- **Vorliegender Text**
━━━━━━━━
Im Fußball fühle ich mich sauwohl


Aufzeichnung eines am 31. Januar 2013 geführten Gesprächs zwischen unserem Vorsitzenden Epi Bördemann mit dem Trainer unserer Ersten, Martin Kastner

Die Winterpause im Amateurfußball, eingeführt, um der Unbill des Wetters und der Unwägbarkeit winterlicher Platzverhältnisse zu entgehen, dient auch der Regeneration der Spieler, der Überprüfung und Neujustierung der sportlichen Saisonziele der Vereine und mancherorts auch der Suche nach Verstärkung für das Team. Und die Winterpause kann auch dienen dem intensiven Gespräch über den Fußball im Allgemeinen und – in unserem Fall – über den TuS-Fußball im Besonderen. Ein solches Gespräch führte ich Ende Januar mit unserem Cheftrainer Martin Kastner.

Er fühle sich beim TuS sehr wohl, so begründet er es, dass er nach relativ kurzer Dienstzeit bei uns seinen Vertrag um weitere zwei Jahre verlängerte. Sicher sei er erst seit dem Sommer als Trainer tätig, führt er aus, er habe sich aber schon viel früher mit der Mannschaft und dem Verein beschäftigt und sähe in der Arbeit hier sehr lohnenswerte Perspektiven. „Nun haben wir zweieinhalb Jahre Zeit und da wollen wir beweisen, dass wir mit unserem Potential sportlich ein großes Stück vorwärts kommen können.“ Und das, so sagt er überzeugt, könne durchaus gelingen.

Dabei zieht er einen Vergleich zu seiner bisherigen Arbeit als Sportlicher Leiter der Junioren von Preußen Münster: „Zum Schluss hatte ich dort das Gefühl, dass ich keine Stellschraube mehr drehen konnte, so sehr waren die gegebenen Möglichkeiten ausgeschöpft und somit am Limit. Hier aber sehe ich in vielen Bereichen durchaus die Voraussetzung für echte Weiterentwicklung, dies zumal, weil das spielerische Niveau unserer ersten Mannschaft recht ordentlich ist.“

Mit dem Verlauf der Hinspielserie ist er zufrieden. Die Saisonvorbereitung sei aufgrund von Verletzungen und urlaubsbedingter Abwesenheit einiger Spieler schwierig gewesen, der Gewinn des Tuja-Cups habe der Mannschaft einen „mentalen positiven Schub“ gegeben, in den letzten Testspielen habe sich dann gezeigt, „dass wir schon voran kommen“.
━━━━━━━━
- **Auszüge aus Material**
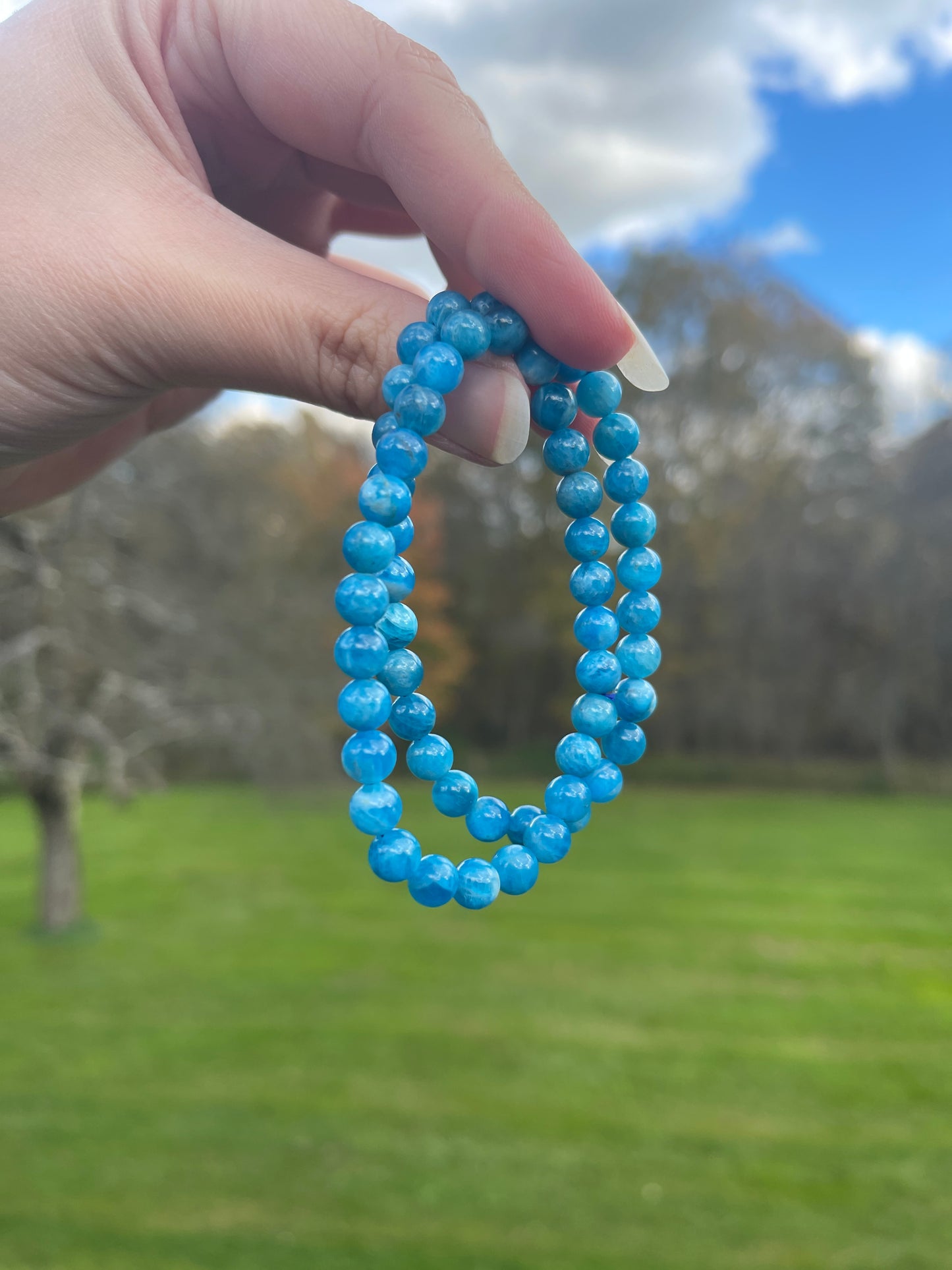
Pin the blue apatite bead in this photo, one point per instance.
(363, 704)
(361, 652)
(455, 793)
(616, 436)
(478, 884)
(594, 714)
(596, 626)
(507, 330)
(549, 840)
(376, 808)
(368, 548)
(368, 757)
(403, 535)
(386, 423)
(605, 782)
(433, 882)
(635, 700)
(576, 755)
(361, 598)
(488, 819)
(383, 500)
(394, 855)
(553, 407)
(520, 819)
(598, 394)
(598, 671)
(399, 578)
(413, 338)
(626, 480)
(565, 451)
(536, 365)
(517, 869)
(579, 494)
(403, 453)
(634, 525)
(623, 745)
(587, 539)
(639, 656)
(445, 304)
(430, 757)
(639, 612)
(639, 568)
(592, 583)
(401, 674)
(420, 409)
(468, 334)
(413, 715)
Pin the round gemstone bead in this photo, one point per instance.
(626, 480)
(520, 819)
(361, 598)
(598, 671)
(488, 819)
(594, 714)
(596, 626)
(605, 782)
(576, 755)
(368, 757)
(634, 525)
(623, 745)
(579, 494)
(385, 500)
(536, 365)
(639, 568)
(376, 808)
(401, 674)
(364, 704)
(567, 797)
(639, 656)
(598, 394)
(403, 453)
(553, 407)
(517, 869)
(635, 700)
(433, 882)
(587, 539)
(413, 338)
(549, 840)
(467, 332)
(430, 757)
(455, 793)
(438, 367)
(639, 612)
(478, 884)
(592, 583)
(368, 548)
(361, 652)
(616, 436)
(565, 451)
(394, 855)
(420, 409)
(413, 715)
(399, 578)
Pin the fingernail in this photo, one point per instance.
(640, 366)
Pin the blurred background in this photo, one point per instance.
(720, 1034)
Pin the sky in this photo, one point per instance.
(812, 132)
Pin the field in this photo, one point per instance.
(717, 1035)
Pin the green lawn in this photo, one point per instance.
(717, 1035)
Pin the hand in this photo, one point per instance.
(174, 174)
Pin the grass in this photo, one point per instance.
(717, 1035)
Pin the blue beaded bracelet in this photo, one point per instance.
(385, 675)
━━━━━━━━
- **Aufgaben und Übungen**
a - Zitiere aus dem Gespräch mit dem Trainer wörtlich den Abschnitt zwischen „Im Fußball fühle“ und „Cheftrainer Martin Kastner.“, beide eingeschlossen.
b - Bei welchem Verein war Martin Kastner laut dem Gespräch mit dem Trainer vorher Sportlicher Leiter der Junioren?

- **Lösungen folgen**
a -
Im Fußball fühle ich mich sauwohl


Aufzeichnung eines am 31. Januar 2013 geführten Gesprächs zwischen unserem Vorsitzenden Epi Bördemann mit dem Trainer unserer Ersten, Martin Kastner

Die Winterpause im Amateurfußball, eingeführt, um der Unbill des Wetters und der Unwägbarkeit winterlicher Platzverhältnisse zu entgehen, dient auch der Regeneration der Spieler, der Überprüfung und Neujustierung der sportlichen Saisonziele der Vereine und mancherorts auch der Suche nach Verstärkung für das Team. Und die Winterpause kann auch dienen dem intensiven Gespräch über den Fußball im Allgemeinen und – in unserem Fall – über den TuS-Fußball im Besonderen. Ein solches Gespräch führte ich Ende Januar mit unserem Cheftrainer Martin Kastner.

b - Bei Preußen Münster.